— start SOURCE DOCUMENT —

Out-Law News Lesedauer: 4 Min.

Call for delay to EU rules on GPAI models and ‘high-risk’ AI


EU policymakers have been urged to apply a two-year postponement to EU AI Act rules due to take effect next month.

AI Act rules applicable to ‘general purpose’ AI (GPAI) models are due to take effect on 2 August 2025. A highly anticipated code of practice to support compliance with those rules, which was supposed to be published by the AI Office in early May this year, has yet to be finalised and published. Further AI Act rules applicable to ‘high-risk’ AI systems will take effect in August 2026.

Both sets of rules should be postponed, to allow for “innovation-friendly” changes to, and simplification of, the rules to be considered, a group of 50 European business leaders have said. They warned that the “Europe’s AI ambitions” are “at risk” as a result of “unclear, overlapping and increasingly complex EU regulations”. The group includes senior leaders from AI trade associations as well as companies such as Airbus, BNP Paribas, Mercedes Benz, and Phillips.

The group’s call, made in an open letter to senior EU officials, coincided with a report by Politico which suggested that the European Commission is considering delaying implementation of the GPAI code to the end of 2025.

According to Politico, the Commission will also decide by the end of August whether to delay implementation of the rules on ‘high-risk’ AI. That decision, according to Politico’s report citing an interview with EU commissioner Henna Virkkunen, will be influenced by whether new standards, being designed to support compliance with the ‘high-risk’ AI regime, have been finalised.

“We welcome recent discussions considering the need to postpone the enforcement of the AI Act as relevant guidelines and standards continue to be developed, and as various industries work together to find solutions that work for everyone,” the business leaders said.

“To address the uncertainty this situation is creating, we urge the Commission to propose a two-year ‘clock-stop’ on the AI Act before key obligations enter into force, in order to allow both for reasonable implementation by companies, and for further simplification of the new rules. This should apply both to obligations on e.g. high-risk AI systems, due to take effect as of August 2026, and to obligations for general-purpose AI models (GPAI), due to enter into force as of August 2025 while the corresponding and much anticipated code of practice has yet to be released,” they said.

— end SOURCE DOCUMENT —

▸ TASK INSTRUCTIONS
**1)** Answer these questions using the article on delaying EU AI Act rules.
(a) On what date are the AI Act rules for general purpose AI models due to take effect?
(b) How many European business leaders are in the group calling for the postponement?
(c) According to Politico, by when will the Commission decide whether to delay the rules on 'high-risk' AI?
**2)** Continue the article on the call to delay EU AI Act rules from the point where it stops.

— start PROVIDED INFORMATION —

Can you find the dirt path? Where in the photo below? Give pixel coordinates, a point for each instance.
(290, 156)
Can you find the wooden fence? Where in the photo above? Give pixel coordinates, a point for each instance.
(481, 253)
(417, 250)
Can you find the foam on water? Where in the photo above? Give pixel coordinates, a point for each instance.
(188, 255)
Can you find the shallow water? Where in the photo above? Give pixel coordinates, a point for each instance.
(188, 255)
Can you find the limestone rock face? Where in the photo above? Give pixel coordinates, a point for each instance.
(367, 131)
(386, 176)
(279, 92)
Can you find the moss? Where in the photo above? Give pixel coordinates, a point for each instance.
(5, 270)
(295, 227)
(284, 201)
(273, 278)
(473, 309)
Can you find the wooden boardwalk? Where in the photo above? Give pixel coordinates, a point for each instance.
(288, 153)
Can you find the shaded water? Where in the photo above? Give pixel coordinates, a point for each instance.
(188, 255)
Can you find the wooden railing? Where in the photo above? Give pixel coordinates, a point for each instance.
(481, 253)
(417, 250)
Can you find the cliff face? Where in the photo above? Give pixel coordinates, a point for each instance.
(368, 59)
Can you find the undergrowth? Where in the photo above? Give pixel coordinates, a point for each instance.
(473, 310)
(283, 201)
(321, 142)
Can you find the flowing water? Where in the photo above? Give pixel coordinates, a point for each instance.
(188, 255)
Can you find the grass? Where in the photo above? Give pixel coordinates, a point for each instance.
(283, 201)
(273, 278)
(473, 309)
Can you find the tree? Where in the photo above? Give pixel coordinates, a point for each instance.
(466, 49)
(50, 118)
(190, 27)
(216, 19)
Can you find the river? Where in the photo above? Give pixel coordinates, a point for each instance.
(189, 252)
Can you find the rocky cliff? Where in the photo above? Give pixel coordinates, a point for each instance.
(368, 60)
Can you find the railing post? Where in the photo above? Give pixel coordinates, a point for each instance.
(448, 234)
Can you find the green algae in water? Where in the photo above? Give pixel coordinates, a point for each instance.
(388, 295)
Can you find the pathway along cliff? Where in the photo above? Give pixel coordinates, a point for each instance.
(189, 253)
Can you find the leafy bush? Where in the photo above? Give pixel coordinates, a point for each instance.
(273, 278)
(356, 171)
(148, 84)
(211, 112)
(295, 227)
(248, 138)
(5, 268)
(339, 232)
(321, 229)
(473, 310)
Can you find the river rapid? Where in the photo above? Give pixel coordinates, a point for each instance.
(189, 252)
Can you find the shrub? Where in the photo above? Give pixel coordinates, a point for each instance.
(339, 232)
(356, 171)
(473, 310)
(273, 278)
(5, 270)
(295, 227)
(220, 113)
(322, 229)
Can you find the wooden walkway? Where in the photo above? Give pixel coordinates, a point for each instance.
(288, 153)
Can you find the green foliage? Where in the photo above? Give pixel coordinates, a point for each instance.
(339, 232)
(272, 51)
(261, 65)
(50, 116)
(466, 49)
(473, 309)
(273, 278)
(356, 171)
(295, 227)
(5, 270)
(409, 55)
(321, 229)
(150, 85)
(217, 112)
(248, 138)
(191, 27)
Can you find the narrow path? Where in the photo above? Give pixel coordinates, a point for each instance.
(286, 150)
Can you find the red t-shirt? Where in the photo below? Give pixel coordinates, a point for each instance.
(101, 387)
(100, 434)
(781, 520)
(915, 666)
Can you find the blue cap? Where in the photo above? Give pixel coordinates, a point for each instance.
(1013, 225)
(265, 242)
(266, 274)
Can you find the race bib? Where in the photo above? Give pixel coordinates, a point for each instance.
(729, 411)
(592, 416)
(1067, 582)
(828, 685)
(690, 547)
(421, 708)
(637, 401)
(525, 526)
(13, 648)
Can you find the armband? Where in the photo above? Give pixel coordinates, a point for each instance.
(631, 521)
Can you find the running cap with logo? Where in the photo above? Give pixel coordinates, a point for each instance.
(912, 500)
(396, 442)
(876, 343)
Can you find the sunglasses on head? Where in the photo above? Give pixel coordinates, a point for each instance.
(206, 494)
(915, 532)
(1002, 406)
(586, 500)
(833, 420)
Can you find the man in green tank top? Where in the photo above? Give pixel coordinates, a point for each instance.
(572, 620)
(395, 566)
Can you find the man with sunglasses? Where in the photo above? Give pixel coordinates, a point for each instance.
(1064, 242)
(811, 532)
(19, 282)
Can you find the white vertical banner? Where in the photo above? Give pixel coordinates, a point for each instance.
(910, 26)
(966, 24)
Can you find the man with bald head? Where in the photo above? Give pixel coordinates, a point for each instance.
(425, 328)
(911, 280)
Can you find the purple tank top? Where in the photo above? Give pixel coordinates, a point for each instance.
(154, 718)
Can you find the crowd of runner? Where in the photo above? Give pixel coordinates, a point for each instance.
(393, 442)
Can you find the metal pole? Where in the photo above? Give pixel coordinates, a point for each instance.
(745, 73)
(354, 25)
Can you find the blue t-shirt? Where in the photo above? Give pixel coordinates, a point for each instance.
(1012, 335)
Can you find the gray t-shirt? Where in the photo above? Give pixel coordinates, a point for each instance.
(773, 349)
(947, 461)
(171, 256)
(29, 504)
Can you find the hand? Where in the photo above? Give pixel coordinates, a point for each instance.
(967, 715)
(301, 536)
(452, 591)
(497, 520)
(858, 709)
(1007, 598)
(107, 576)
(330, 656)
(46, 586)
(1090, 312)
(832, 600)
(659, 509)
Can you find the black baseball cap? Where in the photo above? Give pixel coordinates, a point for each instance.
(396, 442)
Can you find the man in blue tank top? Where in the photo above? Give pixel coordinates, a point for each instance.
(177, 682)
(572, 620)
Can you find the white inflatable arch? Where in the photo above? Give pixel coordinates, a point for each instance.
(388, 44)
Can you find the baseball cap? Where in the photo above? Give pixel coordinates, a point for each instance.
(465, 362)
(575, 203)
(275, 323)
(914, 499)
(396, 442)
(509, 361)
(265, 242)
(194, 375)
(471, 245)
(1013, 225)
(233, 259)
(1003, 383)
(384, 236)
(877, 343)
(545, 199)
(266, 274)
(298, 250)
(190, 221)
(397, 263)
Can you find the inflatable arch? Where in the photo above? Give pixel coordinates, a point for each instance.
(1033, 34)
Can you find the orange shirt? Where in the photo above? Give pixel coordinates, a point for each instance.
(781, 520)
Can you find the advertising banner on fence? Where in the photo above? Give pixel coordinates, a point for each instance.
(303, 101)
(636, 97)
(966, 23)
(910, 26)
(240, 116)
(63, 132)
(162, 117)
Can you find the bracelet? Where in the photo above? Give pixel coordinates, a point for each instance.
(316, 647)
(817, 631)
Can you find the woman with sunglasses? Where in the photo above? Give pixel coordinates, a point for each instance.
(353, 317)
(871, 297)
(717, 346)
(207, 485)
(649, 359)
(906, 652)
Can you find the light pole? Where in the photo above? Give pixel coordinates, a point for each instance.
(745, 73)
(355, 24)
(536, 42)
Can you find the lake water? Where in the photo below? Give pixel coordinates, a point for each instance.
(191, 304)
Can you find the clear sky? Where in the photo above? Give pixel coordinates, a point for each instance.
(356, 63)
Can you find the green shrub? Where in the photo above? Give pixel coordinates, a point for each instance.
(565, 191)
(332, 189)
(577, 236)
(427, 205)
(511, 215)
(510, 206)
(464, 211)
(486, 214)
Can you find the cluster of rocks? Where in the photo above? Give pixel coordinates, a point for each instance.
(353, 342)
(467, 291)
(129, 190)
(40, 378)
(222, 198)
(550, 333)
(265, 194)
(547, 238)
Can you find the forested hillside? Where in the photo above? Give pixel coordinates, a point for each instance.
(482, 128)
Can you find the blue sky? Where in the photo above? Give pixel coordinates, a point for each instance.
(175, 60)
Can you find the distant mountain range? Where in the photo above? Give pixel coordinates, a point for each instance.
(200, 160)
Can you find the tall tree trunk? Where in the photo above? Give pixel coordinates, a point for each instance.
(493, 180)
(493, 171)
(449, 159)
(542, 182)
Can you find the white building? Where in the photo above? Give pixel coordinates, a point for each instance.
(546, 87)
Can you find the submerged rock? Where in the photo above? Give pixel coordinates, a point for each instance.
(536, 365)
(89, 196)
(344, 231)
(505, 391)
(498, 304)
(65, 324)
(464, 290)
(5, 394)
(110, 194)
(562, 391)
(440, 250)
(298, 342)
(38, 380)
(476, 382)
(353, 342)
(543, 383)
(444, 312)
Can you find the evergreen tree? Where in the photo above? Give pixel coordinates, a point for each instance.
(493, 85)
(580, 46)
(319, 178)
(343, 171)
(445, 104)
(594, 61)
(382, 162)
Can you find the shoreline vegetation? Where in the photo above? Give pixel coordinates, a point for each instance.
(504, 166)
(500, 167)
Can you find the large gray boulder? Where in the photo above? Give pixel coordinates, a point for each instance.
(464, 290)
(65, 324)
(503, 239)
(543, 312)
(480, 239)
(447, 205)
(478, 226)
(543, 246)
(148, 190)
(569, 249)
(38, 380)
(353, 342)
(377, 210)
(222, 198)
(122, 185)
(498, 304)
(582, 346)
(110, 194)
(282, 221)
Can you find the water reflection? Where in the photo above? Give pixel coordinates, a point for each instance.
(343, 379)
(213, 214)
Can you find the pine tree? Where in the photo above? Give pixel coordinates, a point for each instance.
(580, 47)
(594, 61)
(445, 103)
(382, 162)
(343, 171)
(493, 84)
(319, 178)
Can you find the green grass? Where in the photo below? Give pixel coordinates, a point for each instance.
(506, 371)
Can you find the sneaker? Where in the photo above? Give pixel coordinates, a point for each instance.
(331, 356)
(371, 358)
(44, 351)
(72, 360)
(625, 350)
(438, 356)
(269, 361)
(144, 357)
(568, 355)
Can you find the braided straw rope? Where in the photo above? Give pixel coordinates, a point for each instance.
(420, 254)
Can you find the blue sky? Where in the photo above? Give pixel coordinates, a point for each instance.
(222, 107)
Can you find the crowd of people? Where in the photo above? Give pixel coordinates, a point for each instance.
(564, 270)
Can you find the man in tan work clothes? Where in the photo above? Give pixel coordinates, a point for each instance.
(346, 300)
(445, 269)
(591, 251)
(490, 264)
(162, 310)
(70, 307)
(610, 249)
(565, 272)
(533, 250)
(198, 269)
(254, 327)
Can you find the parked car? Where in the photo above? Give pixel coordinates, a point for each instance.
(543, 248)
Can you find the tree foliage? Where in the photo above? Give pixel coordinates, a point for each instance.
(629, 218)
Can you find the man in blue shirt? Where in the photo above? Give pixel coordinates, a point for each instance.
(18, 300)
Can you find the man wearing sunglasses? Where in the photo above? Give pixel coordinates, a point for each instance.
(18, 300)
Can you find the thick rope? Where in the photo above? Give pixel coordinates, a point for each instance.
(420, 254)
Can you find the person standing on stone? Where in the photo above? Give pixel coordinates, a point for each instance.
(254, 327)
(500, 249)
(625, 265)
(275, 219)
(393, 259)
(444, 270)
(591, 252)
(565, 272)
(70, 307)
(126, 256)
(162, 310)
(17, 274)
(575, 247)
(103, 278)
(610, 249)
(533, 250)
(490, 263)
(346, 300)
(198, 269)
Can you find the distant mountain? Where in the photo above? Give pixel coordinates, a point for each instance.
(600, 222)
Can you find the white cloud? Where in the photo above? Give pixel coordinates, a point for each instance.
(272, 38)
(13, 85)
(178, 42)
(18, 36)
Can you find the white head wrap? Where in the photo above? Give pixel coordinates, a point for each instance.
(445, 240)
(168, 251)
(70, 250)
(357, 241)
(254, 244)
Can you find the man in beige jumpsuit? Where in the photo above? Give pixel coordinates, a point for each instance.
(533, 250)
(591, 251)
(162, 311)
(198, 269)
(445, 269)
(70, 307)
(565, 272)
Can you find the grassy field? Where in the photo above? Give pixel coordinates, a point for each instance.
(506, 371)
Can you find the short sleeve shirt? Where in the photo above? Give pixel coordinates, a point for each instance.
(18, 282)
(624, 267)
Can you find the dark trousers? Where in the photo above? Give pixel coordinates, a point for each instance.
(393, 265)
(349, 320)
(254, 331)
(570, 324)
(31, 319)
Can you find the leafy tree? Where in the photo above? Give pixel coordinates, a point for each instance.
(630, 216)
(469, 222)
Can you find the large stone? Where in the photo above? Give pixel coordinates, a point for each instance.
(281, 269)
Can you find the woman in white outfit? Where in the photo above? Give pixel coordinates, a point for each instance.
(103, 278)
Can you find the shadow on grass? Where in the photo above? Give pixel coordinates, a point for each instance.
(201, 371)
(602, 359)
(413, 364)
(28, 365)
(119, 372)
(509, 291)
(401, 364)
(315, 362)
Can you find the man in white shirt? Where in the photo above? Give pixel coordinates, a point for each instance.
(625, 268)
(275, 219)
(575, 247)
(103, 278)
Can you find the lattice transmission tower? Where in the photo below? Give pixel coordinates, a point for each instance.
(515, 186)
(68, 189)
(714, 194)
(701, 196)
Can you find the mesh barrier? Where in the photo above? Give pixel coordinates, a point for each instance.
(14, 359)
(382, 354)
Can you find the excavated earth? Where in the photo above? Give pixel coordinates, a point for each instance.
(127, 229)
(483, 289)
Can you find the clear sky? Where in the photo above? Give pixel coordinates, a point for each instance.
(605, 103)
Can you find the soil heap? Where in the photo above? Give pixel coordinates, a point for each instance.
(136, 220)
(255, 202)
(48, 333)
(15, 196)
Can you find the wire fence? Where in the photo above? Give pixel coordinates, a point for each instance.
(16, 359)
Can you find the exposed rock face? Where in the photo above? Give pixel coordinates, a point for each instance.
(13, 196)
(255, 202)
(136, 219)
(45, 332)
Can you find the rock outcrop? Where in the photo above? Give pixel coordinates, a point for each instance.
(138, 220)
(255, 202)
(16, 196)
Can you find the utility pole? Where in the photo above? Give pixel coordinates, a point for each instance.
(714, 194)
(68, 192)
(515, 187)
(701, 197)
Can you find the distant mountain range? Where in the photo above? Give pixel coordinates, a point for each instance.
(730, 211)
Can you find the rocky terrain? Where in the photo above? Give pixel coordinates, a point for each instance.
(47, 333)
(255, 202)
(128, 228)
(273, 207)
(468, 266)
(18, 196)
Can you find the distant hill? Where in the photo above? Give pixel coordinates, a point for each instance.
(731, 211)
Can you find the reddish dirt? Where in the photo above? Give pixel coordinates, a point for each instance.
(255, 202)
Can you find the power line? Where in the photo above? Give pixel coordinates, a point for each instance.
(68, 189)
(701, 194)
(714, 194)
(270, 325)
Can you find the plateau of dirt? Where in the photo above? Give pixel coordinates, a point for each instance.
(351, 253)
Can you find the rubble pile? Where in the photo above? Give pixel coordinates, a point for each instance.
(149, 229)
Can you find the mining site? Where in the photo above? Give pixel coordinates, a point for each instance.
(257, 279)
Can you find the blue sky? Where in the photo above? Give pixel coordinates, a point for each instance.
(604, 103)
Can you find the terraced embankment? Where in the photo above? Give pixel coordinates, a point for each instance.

— end PROVIDED INFORMATION —

▸ ANSWERS FOR THIS EXERCISE
**1)**
(a) 2 August 2025
(b) 50
(c) By the end of August

**2)**
“This postponement, coupled with a commitment to prioritise regulatory quality over speed, would send innovators and investors around the world a strong signal that Europe is serious about its simplification and competitiveness agenda. In the context of the broader review of EU digital rules you have announced, it would also create the room needed to develop an innovation-friendly implementation strategy and identify pragmatic avenues for regulatory simplification, covering both GPAI models and high-risk AI systems as well as broader digital regulations. We have developed detailed proposals and are ready to work hand in hand with the Commission,” the group added.

“It is a remarkable letter”, said Dr. Nils Rauer, expert in AI law and regulation at Pinsent Masons. “It is important to note that the authors do not call into question the overall need for a sound regulatory framework for AI – their concern is legal certainty. AI, if used in a false manner, can become poisonous.”

“All new laws initially come with some level of uncertainty,” added Anna-Lena Kempf, also of Pinsent Masons. “There are no court decisions or administrative orders yet which could provide steer on how the legal provisions are to be understood and applied.”

EU proposals for “simplification” of the EU’s digital policy rulebook are expected to be published in the autumn. That Commission package is anticipated in response to increasing industry and political pressure to reduce regulatory burdens in digital markets. The US government, for example, has called on the EU to do more to support technological innovation by companies, with many US-headquartered technology companies operating in the EU market, while Mario Draghi, the former European Central Bank president, in a report into EU competitiveness, last year urged action to reduce regulation – particularly for tech companies.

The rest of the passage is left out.